**Prompt:** Copy every line of the entries that includes the word "grass".

**The data:**
===
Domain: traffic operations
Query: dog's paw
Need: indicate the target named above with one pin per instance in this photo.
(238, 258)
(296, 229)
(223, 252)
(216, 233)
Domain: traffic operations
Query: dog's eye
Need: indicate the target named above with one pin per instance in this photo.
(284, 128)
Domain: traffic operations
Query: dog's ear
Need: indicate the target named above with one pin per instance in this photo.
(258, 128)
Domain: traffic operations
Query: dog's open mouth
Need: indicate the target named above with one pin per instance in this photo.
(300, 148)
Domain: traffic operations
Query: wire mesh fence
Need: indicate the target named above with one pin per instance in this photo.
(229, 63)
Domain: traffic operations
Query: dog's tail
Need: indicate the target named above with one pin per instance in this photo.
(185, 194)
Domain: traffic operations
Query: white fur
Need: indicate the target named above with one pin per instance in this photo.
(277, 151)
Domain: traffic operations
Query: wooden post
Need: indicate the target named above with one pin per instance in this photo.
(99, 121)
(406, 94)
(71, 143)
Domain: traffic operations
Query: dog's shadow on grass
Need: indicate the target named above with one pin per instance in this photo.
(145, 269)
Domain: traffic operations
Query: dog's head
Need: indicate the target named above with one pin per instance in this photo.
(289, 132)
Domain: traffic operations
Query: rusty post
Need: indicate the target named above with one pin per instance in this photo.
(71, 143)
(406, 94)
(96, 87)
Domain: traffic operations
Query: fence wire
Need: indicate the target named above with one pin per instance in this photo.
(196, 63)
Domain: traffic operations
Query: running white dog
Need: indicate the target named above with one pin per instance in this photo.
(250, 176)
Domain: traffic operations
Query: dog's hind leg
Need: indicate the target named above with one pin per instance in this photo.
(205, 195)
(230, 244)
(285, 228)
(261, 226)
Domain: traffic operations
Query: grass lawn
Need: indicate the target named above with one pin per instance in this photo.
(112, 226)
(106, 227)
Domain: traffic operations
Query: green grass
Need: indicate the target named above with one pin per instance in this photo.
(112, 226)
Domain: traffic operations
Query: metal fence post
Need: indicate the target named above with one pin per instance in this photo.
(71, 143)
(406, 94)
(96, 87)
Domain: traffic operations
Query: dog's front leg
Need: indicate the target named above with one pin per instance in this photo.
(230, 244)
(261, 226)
===
**Answer for this exercise:**
Query: dog's shadow on grass
Query: grass lawn
Query: green grass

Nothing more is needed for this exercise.